Content starts

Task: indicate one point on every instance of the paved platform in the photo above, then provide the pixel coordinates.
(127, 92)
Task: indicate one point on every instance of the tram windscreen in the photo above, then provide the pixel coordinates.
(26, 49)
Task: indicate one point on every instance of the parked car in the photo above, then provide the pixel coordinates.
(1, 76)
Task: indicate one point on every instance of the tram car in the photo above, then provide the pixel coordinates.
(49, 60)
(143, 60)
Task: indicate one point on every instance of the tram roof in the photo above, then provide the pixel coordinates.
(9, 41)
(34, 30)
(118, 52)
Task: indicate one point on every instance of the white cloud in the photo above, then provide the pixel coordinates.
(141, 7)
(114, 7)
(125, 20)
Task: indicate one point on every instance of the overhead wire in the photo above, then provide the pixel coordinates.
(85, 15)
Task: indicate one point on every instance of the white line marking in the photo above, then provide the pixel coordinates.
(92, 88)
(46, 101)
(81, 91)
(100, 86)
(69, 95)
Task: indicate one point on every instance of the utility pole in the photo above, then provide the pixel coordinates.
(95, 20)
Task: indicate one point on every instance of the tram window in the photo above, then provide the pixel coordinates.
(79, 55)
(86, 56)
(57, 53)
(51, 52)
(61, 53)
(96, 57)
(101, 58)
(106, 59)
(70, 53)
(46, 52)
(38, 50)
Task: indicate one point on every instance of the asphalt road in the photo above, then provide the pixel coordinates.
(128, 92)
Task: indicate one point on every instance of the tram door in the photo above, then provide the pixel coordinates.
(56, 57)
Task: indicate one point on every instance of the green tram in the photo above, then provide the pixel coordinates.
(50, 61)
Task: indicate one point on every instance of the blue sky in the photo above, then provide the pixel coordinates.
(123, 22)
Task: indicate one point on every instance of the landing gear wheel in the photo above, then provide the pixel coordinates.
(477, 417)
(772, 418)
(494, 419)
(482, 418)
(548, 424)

Content ends

**What you should do:** The answer should be exactly the lines from the one that contains "Task: indicate one point on every instance of the blue" through the end of the entries, both ends included, and nothing besides.

**Task answer:**
Task: indicate one point on every instance of the blue sky in the photo above, then provide the pixel coordinates.
(123, 22)
Task: indicate one point on every instance of the landing gear wheel in the photo above, then provide the pixel coordinates.
(477, 417)
(772, 418)
(494, 419)
(482, 418)
(548, 424)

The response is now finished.